Instruction >>
Copy every row below, requests included, and scale the bounding box coordinates in the answers by 1.5, rounding to whole numbers with halves going up; leave the numbers in the requests and their format samples as they are. Omit the pictures.

Stored data
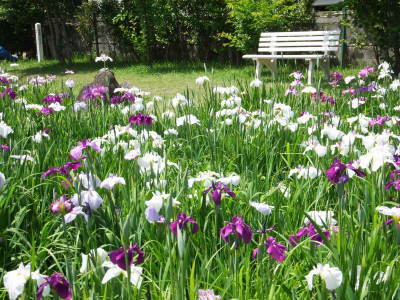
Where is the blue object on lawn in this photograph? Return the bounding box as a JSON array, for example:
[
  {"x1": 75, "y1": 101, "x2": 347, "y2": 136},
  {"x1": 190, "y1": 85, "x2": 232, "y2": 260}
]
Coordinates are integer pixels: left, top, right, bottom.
[{"x1": 0, "y1": 46, "x2": 18, "y2": 62}]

Right answer >>
Where is the blue object on lawn in this photograph? Return the bounding box as a JSON array, for example:
[
  {"x1": 75, "y1": 101, "x2": 347, "y2": 136},
  {"x1": 190, "y1": 85, "x2": 232, "y2": 260}
]
Coordinates are integer pixels: left, top, right, bottom.
[{"x1": 0, "y1": 69, "x2": 27, "y2": 93}]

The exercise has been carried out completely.